Calculus

Subject description

Real numbers, complex numbers, sequences, limits and convergent sequences, series.
Functions: basic properties, graph. Continuity and limits, properties of continuous functions, bisection, secant method, functions of several variables.
Derivatives: definition and geometric interpretation of derivative, rules for differentiation, partial derivatives, differential, linear aproximation, l’Hostpial’s rule, gradient. Applications: critical points and local extrema, global extrema, solving optimization problems, Taylor polynomial and Taylor series.
Integral: indefinite integral, definite integral and areas, numerical integration (trapezoid and Simpson's rule), fundamental theorem of calculus (connection between indefinite and definite integrals), examples of nonelementary functions.
Differential equations: growth models, solutions, separable equations, linear first degree differential equations, examples.

The subject is taught in programs

Objectives and competences

The goal of this course is to provide a broad understanding of the basic concepts of mathematical analysis, such as convergence, derivative and integral, and demonstrate how they can be applied to solve problems in computer science and science as a whole.

General competences:

Ability of critical thinking.
Developing skills in critical, analytical and synthetic thinking.
Understanding and using mathematical concepts and mathematical thinking
Understanding the concept of abstraction

Subject specific competencies

Basic skills in computer and information science, which includes basic theoretical skills, practical knowledge and skills essential for the field of computer and information science;
Basic skills in computer and information science, allowing the continuation of studies in the second study cycle.

:::::

**Exercises to complete**.
1) Answer these questions about the calculus course description, one answer per line:
(a) Which two numerical integration rules are listed?
(b) Which three basic concepts of mathematical analysis does the stated goal of the course name?
(c) What kind of models opens the topic of differential equations?
2) Extend the calculus course description past its final sentence with further text.

**Collected data**.
:::::

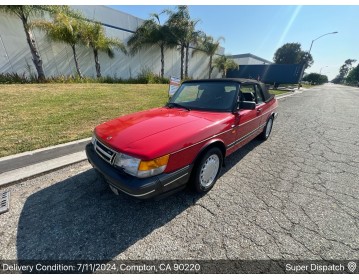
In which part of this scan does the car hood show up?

:::::

**Final answers**.
1)
(a) The trapezoid rule and Simpson's rule.
(b) Convergence, derivative and integral.
(c) Growth models.

2)
Understanding the concepts of convergence, continuity, derivatives and integrals
Ability to use basic mathematical concepts like sequences, series, functions, derivatives and integrals in solving problems from computer science and other relevant fields.

Teaching and learning methods

Lectures, lab exercises with oral presentations, homework problems. Special attention will be given to continuing work with homework problems and group work.

Expected study results

Knowledge and understanding:

After completion of the course the student will

master the basic concepts and principles of calculus and understand the connection between their symbolic, graphic and numeric representations
master simple proofs with mathematical induction and basic manipulations with real and complex numbers
understand the concepts of sequence and convergence
understand the concept of functional dependence and continuity
understand the concept of derivative, be able to compute relatively simple derivatives and use them in function analysis and in simple optimization problems
understand the concept of integral, master basic principles for computing integrals, and understand the connection between indefinite and definite integrals
know basic principles and examples of applying these concepts to computer algorithms and to real world problems

Basic sources and literature

G. Tomšič, B. Orel, N. Mramor: Matematika I, Matematika II; Ljubljana, Založba FE in FRI.
J. Stewart: Calculus: early transcendentals (8th edition), Cengage Learning, 2016, poglavja 1-8 in 14.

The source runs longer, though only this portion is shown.